-- Begin RAW DATA --
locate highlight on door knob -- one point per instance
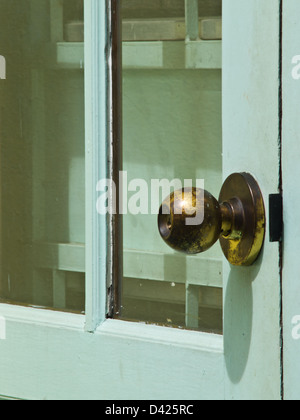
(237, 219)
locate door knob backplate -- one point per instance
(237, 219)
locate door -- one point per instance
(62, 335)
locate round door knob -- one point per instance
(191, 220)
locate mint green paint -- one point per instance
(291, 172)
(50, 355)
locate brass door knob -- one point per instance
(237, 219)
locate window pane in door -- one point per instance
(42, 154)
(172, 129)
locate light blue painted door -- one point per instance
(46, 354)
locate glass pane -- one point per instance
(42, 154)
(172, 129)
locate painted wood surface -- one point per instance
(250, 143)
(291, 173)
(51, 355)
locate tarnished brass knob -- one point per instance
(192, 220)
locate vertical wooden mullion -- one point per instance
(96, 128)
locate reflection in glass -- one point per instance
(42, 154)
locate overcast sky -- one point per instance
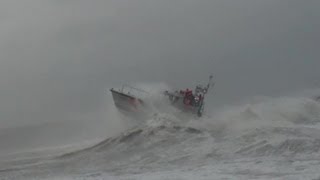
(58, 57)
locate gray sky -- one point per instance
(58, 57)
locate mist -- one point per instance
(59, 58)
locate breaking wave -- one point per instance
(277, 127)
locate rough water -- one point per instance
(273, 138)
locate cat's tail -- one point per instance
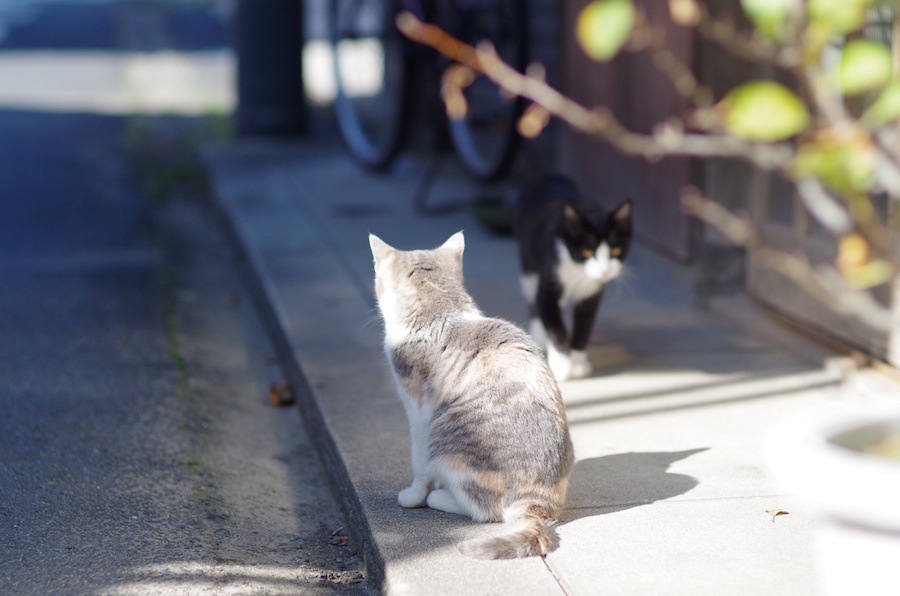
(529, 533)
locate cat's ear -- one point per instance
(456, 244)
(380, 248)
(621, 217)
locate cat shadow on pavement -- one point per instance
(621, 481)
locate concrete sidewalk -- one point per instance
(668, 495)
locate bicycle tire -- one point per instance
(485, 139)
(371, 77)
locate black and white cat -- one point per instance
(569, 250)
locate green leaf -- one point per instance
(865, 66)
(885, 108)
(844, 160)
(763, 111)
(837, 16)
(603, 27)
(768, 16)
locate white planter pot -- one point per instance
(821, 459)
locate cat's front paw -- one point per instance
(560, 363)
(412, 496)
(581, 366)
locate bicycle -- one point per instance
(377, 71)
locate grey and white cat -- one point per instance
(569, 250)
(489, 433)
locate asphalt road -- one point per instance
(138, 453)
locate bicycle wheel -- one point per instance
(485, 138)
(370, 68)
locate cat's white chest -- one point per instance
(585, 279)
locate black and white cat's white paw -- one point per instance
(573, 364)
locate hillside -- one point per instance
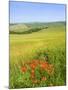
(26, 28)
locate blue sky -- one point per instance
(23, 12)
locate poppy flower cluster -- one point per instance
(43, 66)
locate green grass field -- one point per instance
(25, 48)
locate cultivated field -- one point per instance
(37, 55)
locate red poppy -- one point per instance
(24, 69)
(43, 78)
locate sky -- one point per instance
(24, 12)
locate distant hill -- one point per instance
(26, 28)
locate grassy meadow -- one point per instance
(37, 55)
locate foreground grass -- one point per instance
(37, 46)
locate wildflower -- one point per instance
-- End RAW DATA --
## WHAT IS ASKED:
Reproduce every row above verbatim, leaving the pictures out of your answer.

## SOLUTION:
locate highlight on door knob -- one point per instance
(237, 219)
locate door knob backplate -- one point per instance
(237, 219)
locate door -- one point per instance
(62, 335)
locate round door knob -- one point per instance
(191, 220)
locate mint green paint -- one point per instance
(291, 172)
(50, 355)
locate brass door knob -- one point per instance
(237, 219)
locate window pane in door -- one point per instance
(42, 154)
(172, 129)
locate light blue painted door -- one point per instance
(46, 354)
locate glass pane -- one point per instance
(42, 154)
(172, 129)
locate painted wood surface -- one point per instance
(250, 143)
(291, 173)
(51, 355)
locate tarnished brass knob -- one point per instance
(192, 220)
locate vertical wooden mullion -- one point per instance
(96, 128)
locate reflection in glass -- one point per instance
(42, 154)
locate overcast sky -- one point per instance
(58, 57)
locate gray sky -- one point per instance
(58, 57)
locate mist -- one point per instance
(59, 58)
locate breaking wave -- one point per instance
(277, 127)
locate rough water -- one point per instance
(273, 138)
locate cat's tail -- one point per instance
(529, 533)
locate cat's ear -- one point per instance
(456, 244)
(380, 248)
(621, 217)
locate cat shadow on pavement -- one point per instance
(621, 481)
locate concrete sidewalk -- one point per instance
(668, 495)
locate bicycle tire -- one point per instance
(485, 139)
(371, 77)
locate black and white cat -- one point per instance
(569, 250)
locate green leaf -- one point per instance
(865, 66)
(885, 108)
(844, 160)
(763, 111)
(837, 16)
(603, 27)
(768, 16)
locate white planter pot -- one point per instance
(821, 459)
locate cat's front paw -- one point per instance
(560, 363)
(412, 496)
(581, 366)
locate bicycle -- one point per instance
(377, 71)
locate grey and white cat -- one point per instance
(569, 250)
(489, 433)
locate asphalt road -- one point per instance
(138, 453)
locate bicycle wheel -- one point per instance
(485, 138)
(370, 68)
locate cat's white chest -- one point per instance
(585, 279)
locate black and white cat's white paw -- one point per instance
(573, 364)
locate hillside -- one point per instance
(26, 28)
locate blue sky -- one point per instance
(23, 12)
locate poppy flower cluster -- one point per instance
(43, 66)
locate green grass field -- one point per instance
(25, 48)
locate cultivated field -- one point per instance
(37, 55)
locate red poppy -- one point per instance
(24, 69)
(43, 78)
locate sky -- one point per instance
(24, 12)
locate distant hill -- one point per instance
(26, 28)
locate grassy meadow -- one point per instance
(37, 55)
locate foreground grass -- one point per instance
(37, 46)
locate wildflower -- one point per instance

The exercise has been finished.